#### Aim of the exercise
Rescale the rows below, from the line with "Shelf-audit task: drop a dot on every instance of the low-lying" up to and including the last line of the rows. Give each of those lines again, requests included, with every x and y coordinate in the answer points multiplied by 2.45 and rounded to a whole number, halves rounded up.
════
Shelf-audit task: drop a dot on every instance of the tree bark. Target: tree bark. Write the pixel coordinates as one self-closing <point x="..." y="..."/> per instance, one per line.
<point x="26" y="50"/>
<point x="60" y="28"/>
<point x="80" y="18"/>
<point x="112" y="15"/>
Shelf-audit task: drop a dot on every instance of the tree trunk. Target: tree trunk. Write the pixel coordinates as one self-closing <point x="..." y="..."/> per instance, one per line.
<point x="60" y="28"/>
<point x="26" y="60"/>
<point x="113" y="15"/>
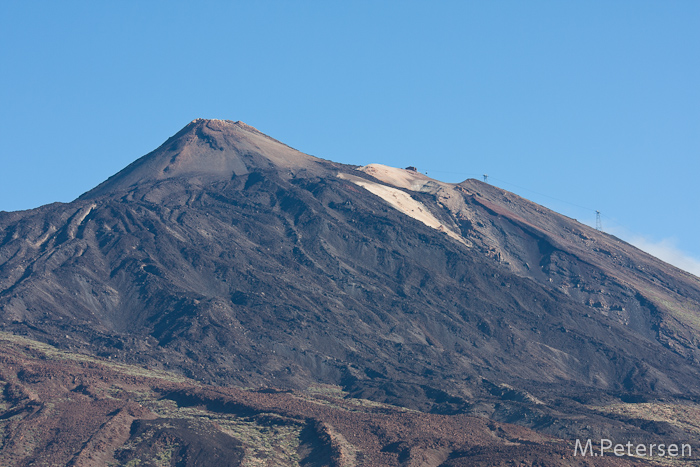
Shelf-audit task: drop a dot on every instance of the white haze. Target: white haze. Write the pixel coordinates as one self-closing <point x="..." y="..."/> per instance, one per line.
<point x="667" y="250"/>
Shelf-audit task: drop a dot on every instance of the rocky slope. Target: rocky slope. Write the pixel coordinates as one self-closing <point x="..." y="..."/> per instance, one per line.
<point x="228" y="257"/>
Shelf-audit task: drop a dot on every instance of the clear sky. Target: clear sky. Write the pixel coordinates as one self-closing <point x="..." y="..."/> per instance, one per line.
<point x="577" y="105"/>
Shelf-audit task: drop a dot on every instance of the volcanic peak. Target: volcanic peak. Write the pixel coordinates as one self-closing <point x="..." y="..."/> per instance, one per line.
<point x="207" y="150"/>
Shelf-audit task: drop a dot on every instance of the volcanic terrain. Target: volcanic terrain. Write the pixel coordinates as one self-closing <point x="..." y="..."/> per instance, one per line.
<point x="229" y="297"/>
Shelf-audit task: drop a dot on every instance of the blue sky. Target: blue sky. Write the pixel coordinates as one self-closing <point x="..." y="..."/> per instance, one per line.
<point x="576" y="105"/>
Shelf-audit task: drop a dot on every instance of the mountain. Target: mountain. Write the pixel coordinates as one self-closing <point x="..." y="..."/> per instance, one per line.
<point x="229" y="258"/>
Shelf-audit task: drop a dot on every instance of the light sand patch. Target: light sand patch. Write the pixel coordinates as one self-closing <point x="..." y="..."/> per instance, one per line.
<point x="402" y="201"/>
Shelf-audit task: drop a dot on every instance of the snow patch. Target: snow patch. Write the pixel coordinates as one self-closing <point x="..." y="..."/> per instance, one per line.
<point x="402" y="201"/>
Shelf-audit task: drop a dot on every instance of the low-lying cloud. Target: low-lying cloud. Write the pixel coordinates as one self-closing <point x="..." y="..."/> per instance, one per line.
<point x="667" y="250"/>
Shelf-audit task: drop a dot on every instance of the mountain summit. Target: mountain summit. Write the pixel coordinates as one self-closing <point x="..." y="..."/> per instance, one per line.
<point x="229" y="257"/>
<point x="206" y="151"/>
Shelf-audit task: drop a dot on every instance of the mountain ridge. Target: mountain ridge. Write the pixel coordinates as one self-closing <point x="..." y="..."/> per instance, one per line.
<point x="248" y="263"/>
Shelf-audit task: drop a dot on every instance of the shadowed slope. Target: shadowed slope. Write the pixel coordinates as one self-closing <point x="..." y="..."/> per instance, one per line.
<point x="232" y="258"/>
════
#### Response to the exercise
Shelf-audit task: drop a dot on every instance of the low-lying cloud. Target: low-lying cloud. Write the pixel coordinates as one self-closing <point x="..." y="..."/> per instance, one per line.
<point x="1634" y="613"/>
Shelf-audit task: drop a dot on every instance of the mountain summit. Target: mountain summit. Write the pixel coordinates as one self-closing <point x="..." y="..."/> per instance, one per line.
<point x="561" y="630"/>
<point x="505" y="370"/>
Shelf-audit task: drop a dot on every instance of the mountain ridge. Target: mountain ridge. Write the pixel coordinates as one self-closing <point x="..." y="..."/> per instance, one per line.
<point x="608" y="644"/>
Shelf-audit task: drop a dot on every instance of the shadowed slope. Target: shadowed slope. Write the pixel coordinates as one self-closing <point x="..." y="..."/> per instance, one per line.
<point x="568" y="632"/>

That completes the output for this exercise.